Listed entries —
◆ ◆ ◆

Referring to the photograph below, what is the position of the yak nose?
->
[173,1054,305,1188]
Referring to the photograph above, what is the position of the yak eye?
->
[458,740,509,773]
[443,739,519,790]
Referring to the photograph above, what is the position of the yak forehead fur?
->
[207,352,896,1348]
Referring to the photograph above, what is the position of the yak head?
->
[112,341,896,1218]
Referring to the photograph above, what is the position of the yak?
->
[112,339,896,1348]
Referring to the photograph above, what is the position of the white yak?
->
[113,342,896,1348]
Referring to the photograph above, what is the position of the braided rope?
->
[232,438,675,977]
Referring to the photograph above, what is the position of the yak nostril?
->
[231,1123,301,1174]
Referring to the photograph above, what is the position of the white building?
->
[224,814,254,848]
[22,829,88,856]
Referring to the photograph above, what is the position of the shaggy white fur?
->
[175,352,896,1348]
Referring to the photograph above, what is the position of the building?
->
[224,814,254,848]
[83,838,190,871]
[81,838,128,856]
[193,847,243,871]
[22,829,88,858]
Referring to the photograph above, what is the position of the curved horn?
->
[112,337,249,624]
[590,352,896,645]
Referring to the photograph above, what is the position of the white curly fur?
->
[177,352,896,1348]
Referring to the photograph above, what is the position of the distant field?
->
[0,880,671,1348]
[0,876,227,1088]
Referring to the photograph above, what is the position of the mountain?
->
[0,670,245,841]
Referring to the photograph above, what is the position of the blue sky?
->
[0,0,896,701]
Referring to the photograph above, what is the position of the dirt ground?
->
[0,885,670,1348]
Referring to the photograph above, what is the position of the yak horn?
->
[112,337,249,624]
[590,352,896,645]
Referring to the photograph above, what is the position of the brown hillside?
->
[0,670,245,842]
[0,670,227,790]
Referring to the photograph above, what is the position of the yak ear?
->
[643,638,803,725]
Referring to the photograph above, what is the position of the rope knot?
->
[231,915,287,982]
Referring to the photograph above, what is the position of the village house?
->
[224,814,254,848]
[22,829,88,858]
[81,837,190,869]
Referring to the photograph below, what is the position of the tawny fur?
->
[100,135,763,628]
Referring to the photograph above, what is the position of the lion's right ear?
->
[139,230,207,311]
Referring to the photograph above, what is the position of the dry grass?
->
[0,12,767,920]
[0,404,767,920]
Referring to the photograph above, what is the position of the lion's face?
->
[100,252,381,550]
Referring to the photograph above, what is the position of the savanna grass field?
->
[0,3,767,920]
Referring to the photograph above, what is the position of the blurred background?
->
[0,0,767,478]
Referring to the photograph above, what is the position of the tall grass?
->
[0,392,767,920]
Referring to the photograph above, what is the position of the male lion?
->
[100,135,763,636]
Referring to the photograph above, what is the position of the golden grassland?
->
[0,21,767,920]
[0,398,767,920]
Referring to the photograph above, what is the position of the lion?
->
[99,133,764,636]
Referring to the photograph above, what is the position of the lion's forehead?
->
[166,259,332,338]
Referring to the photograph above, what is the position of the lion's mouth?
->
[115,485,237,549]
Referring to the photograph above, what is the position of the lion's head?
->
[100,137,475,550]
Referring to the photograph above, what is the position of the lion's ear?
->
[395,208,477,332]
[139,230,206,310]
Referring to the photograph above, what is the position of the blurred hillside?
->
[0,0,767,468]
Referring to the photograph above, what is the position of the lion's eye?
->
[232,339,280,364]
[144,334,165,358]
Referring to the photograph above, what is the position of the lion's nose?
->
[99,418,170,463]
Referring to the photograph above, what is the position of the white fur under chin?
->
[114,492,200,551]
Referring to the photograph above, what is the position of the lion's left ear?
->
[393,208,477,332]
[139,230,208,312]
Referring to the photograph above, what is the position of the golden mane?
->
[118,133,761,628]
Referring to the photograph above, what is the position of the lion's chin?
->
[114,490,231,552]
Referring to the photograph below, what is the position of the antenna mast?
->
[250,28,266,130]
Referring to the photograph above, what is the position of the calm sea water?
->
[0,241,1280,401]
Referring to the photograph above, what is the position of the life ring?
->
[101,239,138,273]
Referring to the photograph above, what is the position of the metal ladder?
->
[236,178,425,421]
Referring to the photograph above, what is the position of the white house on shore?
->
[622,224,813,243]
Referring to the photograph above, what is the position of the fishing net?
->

◆ ◆ ◆

Stated goal — How many lines of the material above contain the string "chin"? Reply with the number alone.

Reply to the exercise — 2